| TEXT |
▽
Last year, ExpertPages called attention to the difference that expert witnesses might have made in the prosecution of Rosa Jimenez. Prosecutors in Travis County, Texas claimed that Jimenez caused the death of a child by stuffing paper towels down his throat.
No witness saw Jimenez place paper towels in the child’s mouth, but medical experts testified that no child would be capable of swallowing a wad of paper towels. The experts cited no studies and conducted no experiments to support their opinions.
An ER doctor testified that the child’s gag reflex would have pushed the wad out of Bryan’s mouth if it had not been forced down his throat. A forensic pathologist testified that Bryan’s throat was too narrow to ingest the paper towels. The other two experts simply testified that the towels could not have become lodged in the child’s throat accidentally.
As it now concedes, the prosecution’s case rested entirely on the testimony of its medical experts. The Travis County Conviction Integrity Unit of the District Attorney’s Office now admits that its prosecutors “presented no evidence of motive, prior mistreatment, substance abuse, or any other evidence to support its theory that [Jimenez] perpetrated an unprecedented attack on a young boy in her care.”
Jimenez’s defense attorney was not given the funding it needed to present highly qualified experts. The defense managed to call a medical examiner who opined that the choking could have been accidental, but the expert had no pediatric training and did not belong to any forensic science organizations.
The one-sided presentation of expert testimony convinced the jury of Jimenez’s guilt. A judge sentenced her to 99 years in prison. Until recently, her efforts at overturning her conviction were consistently rebuffed.
△
Stored data entries
▽
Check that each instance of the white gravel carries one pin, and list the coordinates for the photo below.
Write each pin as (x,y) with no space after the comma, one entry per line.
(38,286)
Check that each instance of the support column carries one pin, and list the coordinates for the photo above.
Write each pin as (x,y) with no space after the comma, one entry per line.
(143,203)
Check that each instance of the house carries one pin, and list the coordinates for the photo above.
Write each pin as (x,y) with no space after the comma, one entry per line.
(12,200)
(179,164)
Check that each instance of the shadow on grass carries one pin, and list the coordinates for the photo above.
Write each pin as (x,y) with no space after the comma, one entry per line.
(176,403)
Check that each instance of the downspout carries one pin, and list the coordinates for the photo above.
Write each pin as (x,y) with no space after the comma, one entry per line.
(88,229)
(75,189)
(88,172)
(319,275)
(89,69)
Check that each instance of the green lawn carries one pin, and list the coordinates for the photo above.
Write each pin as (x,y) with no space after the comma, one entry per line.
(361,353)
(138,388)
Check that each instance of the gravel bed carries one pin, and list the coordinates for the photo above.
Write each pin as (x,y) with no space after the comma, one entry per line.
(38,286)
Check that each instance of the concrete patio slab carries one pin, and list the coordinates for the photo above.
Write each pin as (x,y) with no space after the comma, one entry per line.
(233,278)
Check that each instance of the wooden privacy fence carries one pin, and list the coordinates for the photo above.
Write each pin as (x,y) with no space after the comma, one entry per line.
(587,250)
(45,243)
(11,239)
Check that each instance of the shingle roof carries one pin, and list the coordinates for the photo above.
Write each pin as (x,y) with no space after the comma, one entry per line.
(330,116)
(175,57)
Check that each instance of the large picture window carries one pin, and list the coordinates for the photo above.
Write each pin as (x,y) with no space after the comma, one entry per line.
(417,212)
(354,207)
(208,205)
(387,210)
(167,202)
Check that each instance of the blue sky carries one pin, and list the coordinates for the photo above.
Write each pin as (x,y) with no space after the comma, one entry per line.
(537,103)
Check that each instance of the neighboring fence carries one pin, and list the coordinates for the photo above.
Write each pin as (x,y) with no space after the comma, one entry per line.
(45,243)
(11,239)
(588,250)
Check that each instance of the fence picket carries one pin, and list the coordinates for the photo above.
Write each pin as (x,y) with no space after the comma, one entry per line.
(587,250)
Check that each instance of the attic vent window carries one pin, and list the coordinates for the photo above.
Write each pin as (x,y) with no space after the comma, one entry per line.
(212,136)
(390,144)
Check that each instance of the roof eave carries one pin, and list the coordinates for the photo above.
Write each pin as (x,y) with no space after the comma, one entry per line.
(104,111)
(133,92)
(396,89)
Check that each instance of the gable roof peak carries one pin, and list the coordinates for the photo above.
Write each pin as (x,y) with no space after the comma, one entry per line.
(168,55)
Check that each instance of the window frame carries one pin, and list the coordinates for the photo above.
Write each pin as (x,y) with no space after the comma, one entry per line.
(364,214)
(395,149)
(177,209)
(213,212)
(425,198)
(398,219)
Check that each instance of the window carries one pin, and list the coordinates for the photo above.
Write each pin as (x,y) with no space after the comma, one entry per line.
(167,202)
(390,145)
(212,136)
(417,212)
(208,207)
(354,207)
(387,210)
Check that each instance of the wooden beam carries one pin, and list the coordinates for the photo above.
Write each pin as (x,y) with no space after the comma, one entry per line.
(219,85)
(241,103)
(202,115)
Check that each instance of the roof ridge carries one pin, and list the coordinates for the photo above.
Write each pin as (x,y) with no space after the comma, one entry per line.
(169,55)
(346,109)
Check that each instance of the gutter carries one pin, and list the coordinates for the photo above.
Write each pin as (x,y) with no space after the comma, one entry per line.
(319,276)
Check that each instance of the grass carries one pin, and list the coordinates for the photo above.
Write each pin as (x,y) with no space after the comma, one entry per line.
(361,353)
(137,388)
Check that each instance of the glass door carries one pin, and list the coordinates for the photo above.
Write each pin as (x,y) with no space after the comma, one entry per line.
△
| THINGS TO DO |
• A. Summarize the passage about the Rosa Jimenez prosecution in two sentences.
• B. Write a continuation of the passage about the Rosa Jimenez prosecution, picking up after its final sentence.

| TASK ANSWERS |
• A. Travis County prosecutors convicted Rosa Jimenez of killing a child by stuffing paper towels down his throat. Their case rested entirely on medical experts who cited no studies, while the underfunded defense could call only a medical examiner without pediatric training, and the jury found her guilty and she was sentenced to 99 years.

• B.
State Concedes New Expert Evidence Is Persuasive
With the help of the Innocence Project, Jimenez marshaled new expert testimony to refute the opinions of the prosecution experts. Her attorneys gathered affidavits from four leading pediatric otolaryngologists: Dr. Michael J. Rutter, Dr. Douglas Sidell, Dr. Ron Mitchell, and Dr. Karen B. Zur. All of the experts specialize in pediatric airways, including the removal of foreign bodies from a child’s airway. They all agreed that a child can accidentally swallow the quantity of paper towels found in the child’s throat.
In addition, the doctors all agreed that it is very unlikely that one person, acting alone, would be able to stuff paper towels down a child’s throat. One of the doctors noted that he can’t even place a tongue depressor in a struggling child’s mouth without the assistance of another adult.
In addition, a prosecution expert, Dr. Elizabeth Peacock, admitted that her testimony was mistaken. She no longer believes that the child’s death could not have been accidental. After reviewing the information provided by the defense experts, she conceded that their knowledge of pediatric airways is superior to her own.
While the Conviction Integrity Unit, perhaps as a face-saving measure, suggested that the medical understanding of pediatric airways has evolved since Jimenez’s 2005 trial, qualified experts could likely have offered the same opinion at Jimenez’s trial if she had received the expert witness funding she needed. They could at least have testified to the absence of scientific support for the opinion that it would be “impossible” for a child to swallow paper towels accidentally.
Texas Judge Karen Sage agreed that Jimenez is innocent. She ordered Jimenez released on bond pending further proceedings in the case. Jimenez was released just in time to attend her daughter’s wedding.
The Innocence Project reports that U.S. Immigration and Customs Enforcement officers had told Jimenez that “we’re taking you to Mexico and doing an expedited deportation.” Perhaps realizing that taking an innocent person into custody after her release by a federal judge would not reflect well on an agency that has been directed to take a more compassionate approach to immigration enforcement, USCIS changed its mind and decided not to hold Jimenez in custody. Her freedom, at least for the moment, has been made possible by diligent defense lawyers who found the expert witnesses that Jimenez needed.